● TUGAS LATIHAN
• 1. Sebutkan semua nama orang yang tercantum dalam berita reklamasi.
• 2. Tuliskan lanjutan berita reklamasi, dimulai sesudah kalimat terakhir yang ditampilkan.

● KUTIPAN TEKS
******************************

Kamis 08 Sep 2016 21:50 WIB

Sebut Reklamasi Pulau G tak Bermasalah, Luhut Dikecam

Rep: Ahmad Islamy Jamil/ Red: Ilham
Petugas memasang papan penyegelan di Pulau C dan D Proyek Reklamasi, Jakarta Utara, Rabu (11/5). (Republika/ Yasin Habibi)
Foto:

Marthin menilai keberpihakan yang ditunjukkan Luhut kepada pengembang reklamasi kali ini sebagai pembangkangan atas putusan hukum yang dikeluarkan PTUN Jakarta. Sikap seperti itu, kata dia, sangat tidak pantas diperlihatkan oleh seorang pejabat negara.

"Apalagi Luhut dulu pernah menjabat Menkopolhukam. Sikapnya itu tentu merupakan kemunduran bagi demokrasi bangsa ini, karena tidak ada lagi penghargaan yang ditunjukkan eksekutif kepada lembaga yudikatif," kecam Marthin.

******************************

Entri pelabelan lokasi gambar
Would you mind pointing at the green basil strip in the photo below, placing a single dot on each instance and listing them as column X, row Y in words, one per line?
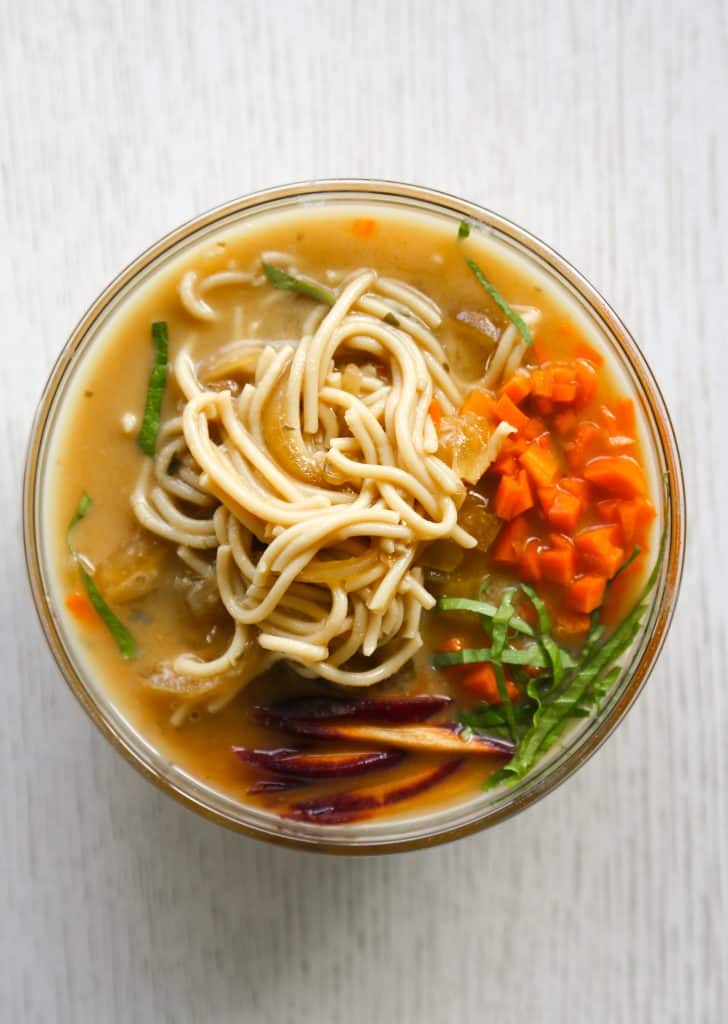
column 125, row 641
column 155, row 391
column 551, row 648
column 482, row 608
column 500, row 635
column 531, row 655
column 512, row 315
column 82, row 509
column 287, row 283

******************************

● KUNCI JAWABAN
• 1. Luhut, Ahmad Islamy Jamil, Ilham, Yasin Habibi, Marthin

• 2.
Aktivis dari Wahana Lingkungan Hidup Indonesia (Walhi), Edo Rakhman menyatakan, Menko Luhut seolah mengabaikan berbagai kajian lingkungan dan sosial yang ada selama ini. Termasuk di antaranya kajian dari Menteri Lingkungan Hidup, dan dokumen 'Jakarta Bay Recommendation Paper' yang diterbitkan Danish Hidrulic Institute (DHI) Water & Environtment pada 2012 lalu.

Hasil Kajian-kajian tersebut mengungkapkan, potensi kerugian dan kerusakan akibat proyek reklamasi sangatlah besar. "Karenanya, pernyataan Luhut yang menyebut keberadaan proyek reklamasi Pulau G tidak bermasalah patut dipertanyakan. Kemenko Maritim harus sesegera mungkin membuka kajian-kajian yang telah mereka lakukan selama ini kepada publik," kata Edo.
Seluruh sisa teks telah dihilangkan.